● **SOURCE TEXT**
The arrangement may be a textile (such as clothes), but may also include a floor, wall or ceiling cover. Hence, in an embodiment the arrangement comprises a stack, wherein the stack comprises a support selected from the group consisting of a floor, a wall and a ceiling, the wireless electrical power supply unit as defined here, and the light transmissive cover.

The arrangement may in an embodiment comprise a plurality of lighting systems. In a further embodiment, the arrangement comprises a plurality of wireless electrical power supply units.

The wireless electrical power supply unit may in an embodiment comprise a plurality of sender connectors, each in electrical contact with the AC signal generating unit. Likewise, the wireless electrical power supply unit may comprise a plurality of branch units, each branch unit comprising at least one sender connector.

The principle of the invention may also be extended to other components. For instance, other types of electronics may be embedded in (coated) textiles or carpets or other covers. For example, sensors may be embedded into the covers, such as for example a light sensor, or a smoke detector. Another example of other electronics are communication systems, such as an RFID detector.

The lighting system is preferably an LED-based lighting system, and thus the light source(s) is (are) preferably (a) LEDs.

The term "substantially" herein will be understood by the person skilled in the art. The term "substantially" may also include embodiments with "entirely", "completely", "all", etc. Hence, in embodiments the adjective substantially may also be removed. Where applicable, the term "substantially" may also relate to 90% or higher, such as 95% or higher, especially 99% or higher, even more especially 99.5% or higher, including 100%. The term "comprise" includes also embodiments wherein the term "comprises" means "consists of.

Furthermore, the terms first, second, third and the like in the description and in the claims, are used for distinguishing between similar elements and not necessarily for describing a sequential or chronological order. It is to be understood that the terms so used are interchangeable under appropriate circumstances and that the embodiments of the invention described herein are capable of operation in other sequences than described or illustrated herein.

The devices herein are amongst others described during operation. As will be clear to the person skilled in the art, the invention is not limited to methods of operation or devices in operation.

● **RECORDS FOR THIS EXERCISE**
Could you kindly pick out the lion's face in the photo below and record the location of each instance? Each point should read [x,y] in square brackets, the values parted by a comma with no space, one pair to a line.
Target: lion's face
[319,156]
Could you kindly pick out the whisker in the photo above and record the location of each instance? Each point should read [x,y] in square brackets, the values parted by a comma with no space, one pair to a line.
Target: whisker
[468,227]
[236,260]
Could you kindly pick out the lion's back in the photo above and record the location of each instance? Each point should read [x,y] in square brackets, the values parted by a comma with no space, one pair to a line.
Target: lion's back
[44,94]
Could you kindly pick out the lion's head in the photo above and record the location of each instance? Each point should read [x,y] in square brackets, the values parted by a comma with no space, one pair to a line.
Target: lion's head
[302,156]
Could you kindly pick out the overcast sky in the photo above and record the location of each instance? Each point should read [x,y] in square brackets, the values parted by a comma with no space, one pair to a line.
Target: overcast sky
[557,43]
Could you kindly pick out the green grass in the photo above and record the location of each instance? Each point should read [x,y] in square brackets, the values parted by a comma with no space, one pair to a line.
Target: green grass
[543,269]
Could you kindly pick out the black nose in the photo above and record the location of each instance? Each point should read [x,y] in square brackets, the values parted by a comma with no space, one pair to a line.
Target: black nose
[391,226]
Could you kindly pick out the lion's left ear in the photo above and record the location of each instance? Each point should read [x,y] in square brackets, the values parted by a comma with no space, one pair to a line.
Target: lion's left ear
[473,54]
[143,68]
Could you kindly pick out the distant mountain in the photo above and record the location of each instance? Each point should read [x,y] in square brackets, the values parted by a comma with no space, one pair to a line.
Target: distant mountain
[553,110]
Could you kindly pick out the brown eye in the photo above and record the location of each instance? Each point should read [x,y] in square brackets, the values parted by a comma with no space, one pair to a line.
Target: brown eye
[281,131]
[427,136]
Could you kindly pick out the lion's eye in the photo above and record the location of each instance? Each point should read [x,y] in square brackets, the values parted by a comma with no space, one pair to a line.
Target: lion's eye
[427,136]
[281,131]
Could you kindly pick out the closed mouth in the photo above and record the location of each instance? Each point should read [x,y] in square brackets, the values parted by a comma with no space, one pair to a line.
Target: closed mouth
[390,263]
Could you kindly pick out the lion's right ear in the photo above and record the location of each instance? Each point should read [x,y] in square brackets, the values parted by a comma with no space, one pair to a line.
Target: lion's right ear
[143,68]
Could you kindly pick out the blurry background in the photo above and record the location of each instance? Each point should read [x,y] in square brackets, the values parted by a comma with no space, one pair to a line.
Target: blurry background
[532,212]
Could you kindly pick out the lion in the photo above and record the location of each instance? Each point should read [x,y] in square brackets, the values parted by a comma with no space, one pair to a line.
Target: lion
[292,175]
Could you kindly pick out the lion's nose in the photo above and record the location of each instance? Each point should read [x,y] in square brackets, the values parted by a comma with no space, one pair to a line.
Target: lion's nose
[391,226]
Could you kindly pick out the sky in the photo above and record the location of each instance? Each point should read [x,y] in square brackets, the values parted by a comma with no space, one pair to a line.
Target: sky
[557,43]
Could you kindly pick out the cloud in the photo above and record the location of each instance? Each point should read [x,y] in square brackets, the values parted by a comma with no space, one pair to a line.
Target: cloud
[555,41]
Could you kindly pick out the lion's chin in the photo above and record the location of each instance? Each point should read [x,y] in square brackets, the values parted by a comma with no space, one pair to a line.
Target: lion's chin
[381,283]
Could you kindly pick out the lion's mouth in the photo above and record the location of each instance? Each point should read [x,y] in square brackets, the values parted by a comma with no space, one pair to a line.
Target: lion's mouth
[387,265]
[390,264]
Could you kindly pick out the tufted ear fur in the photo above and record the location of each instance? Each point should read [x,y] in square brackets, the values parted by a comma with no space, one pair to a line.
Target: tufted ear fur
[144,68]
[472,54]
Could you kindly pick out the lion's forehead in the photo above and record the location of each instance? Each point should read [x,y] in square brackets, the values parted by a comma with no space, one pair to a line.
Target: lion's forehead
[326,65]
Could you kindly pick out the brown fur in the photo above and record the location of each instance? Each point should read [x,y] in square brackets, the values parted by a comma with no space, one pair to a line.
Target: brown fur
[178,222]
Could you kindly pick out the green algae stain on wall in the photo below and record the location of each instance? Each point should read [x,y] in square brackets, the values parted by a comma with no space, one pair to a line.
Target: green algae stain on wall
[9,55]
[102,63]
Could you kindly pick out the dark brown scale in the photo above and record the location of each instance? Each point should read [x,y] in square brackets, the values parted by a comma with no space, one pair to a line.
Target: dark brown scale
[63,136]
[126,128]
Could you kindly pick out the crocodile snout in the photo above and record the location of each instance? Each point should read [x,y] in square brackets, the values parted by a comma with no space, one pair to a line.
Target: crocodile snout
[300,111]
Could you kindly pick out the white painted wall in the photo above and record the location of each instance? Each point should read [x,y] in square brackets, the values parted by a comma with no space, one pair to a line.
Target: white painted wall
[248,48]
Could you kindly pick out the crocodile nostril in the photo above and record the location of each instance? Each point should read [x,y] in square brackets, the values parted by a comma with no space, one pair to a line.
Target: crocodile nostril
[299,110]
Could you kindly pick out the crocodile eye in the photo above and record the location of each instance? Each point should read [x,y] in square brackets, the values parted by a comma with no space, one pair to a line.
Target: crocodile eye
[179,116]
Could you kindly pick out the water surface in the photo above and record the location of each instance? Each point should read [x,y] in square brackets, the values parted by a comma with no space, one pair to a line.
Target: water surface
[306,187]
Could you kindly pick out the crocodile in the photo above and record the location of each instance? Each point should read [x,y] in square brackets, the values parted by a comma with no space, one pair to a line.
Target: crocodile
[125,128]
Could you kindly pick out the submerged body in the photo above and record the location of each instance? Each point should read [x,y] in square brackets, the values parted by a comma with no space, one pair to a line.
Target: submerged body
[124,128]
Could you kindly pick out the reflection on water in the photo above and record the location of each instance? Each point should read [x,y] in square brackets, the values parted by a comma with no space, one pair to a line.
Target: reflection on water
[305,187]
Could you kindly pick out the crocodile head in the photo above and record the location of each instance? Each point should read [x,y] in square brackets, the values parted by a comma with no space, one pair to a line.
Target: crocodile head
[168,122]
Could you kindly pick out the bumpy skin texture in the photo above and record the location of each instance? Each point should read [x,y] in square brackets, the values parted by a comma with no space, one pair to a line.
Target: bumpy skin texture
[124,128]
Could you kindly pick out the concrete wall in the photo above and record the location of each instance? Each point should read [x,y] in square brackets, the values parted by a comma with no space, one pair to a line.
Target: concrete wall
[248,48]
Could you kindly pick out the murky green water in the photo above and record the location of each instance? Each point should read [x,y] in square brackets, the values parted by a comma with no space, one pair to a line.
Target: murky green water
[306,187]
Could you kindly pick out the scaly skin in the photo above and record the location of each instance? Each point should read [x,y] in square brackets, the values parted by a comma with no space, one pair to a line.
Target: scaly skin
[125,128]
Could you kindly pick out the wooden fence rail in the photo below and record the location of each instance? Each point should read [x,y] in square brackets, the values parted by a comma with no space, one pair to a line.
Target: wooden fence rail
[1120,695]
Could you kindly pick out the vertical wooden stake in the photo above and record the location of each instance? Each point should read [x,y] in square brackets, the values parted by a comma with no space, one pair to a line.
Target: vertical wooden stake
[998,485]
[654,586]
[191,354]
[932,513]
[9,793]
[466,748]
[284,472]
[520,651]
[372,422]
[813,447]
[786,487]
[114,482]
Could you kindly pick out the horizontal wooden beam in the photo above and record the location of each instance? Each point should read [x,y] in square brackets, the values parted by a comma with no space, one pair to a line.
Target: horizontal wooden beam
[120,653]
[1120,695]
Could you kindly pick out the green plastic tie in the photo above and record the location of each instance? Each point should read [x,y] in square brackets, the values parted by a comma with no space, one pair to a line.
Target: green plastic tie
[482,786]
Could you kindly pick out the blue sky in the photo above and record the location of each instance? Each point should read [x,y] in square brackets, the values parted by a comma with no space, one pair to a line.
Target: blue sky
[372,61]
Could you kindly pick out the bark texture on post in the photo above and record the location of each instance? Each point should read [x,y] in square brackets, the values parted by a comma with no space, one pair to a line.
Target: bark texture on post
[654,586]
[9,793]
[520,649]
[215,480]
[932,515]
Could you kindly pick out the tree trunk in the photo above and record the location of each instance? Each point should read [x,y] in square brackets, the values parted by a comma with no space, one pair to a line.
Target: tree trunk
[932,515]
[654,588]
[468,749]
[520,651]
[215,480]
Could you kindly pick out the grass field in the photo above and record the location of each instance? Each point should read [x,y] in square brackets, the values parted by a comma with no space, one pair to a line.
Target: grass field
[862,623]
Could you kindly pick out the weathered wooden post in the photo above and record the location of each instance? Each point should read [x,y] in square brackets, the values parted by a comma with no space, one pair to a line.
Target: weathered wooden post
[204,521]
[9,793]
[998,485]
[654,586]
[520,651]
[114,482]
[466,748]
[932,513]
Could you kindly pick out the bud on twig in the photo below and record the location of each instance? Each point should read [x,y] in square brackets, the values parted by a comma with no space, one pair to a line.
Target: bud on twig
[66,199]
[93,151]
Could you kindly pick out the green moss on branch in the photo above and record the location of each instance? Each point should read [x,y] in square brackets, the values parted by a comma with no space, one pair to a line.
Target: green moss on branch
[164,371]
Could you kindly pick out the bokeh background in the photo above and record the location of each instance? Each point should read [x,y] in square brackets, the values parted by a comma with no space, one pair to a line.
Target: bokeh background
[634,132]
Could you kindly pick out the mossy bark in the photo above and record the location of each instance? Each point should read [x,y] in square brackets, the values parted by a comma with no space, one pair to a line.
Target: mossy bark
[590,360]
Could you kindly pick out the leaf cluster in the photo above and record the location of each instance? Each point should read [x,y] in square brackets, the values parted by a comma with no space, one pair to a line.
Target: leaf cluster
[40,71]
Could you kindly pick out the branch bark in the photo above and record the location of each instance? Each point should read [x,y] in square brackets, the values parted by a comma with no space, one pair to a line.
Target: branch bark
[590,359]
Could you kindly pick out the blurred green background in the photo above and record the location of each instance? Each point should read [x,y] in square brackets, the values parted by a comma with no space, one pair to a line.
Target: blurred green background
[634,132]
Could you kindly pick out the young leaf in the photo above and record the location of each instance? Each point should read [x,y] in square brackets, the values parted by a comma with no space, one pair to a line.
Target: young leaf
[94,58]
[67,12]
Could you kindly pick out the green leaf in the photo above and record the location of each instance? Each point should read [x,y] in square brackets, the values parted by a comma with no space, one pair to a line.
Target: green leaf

● **GIVEN REQUEST 1**
According to the source text, what kind of lighting system is preferred?
● **GIVEN REQUEST 2**
Extract every line of the records that contains the word "body".
The source text and the records are separate material with no connection.

● **FINAL RESULT 1**
An LED-based lighting system.

● **FINAL RESULT 2**
Could you kindly pick out the submerged body in the photo above and record the location of each instance? Each point should read [x,y] in square brackets, the values parted by a comma with no space, one pair to a line.
Target: submerged body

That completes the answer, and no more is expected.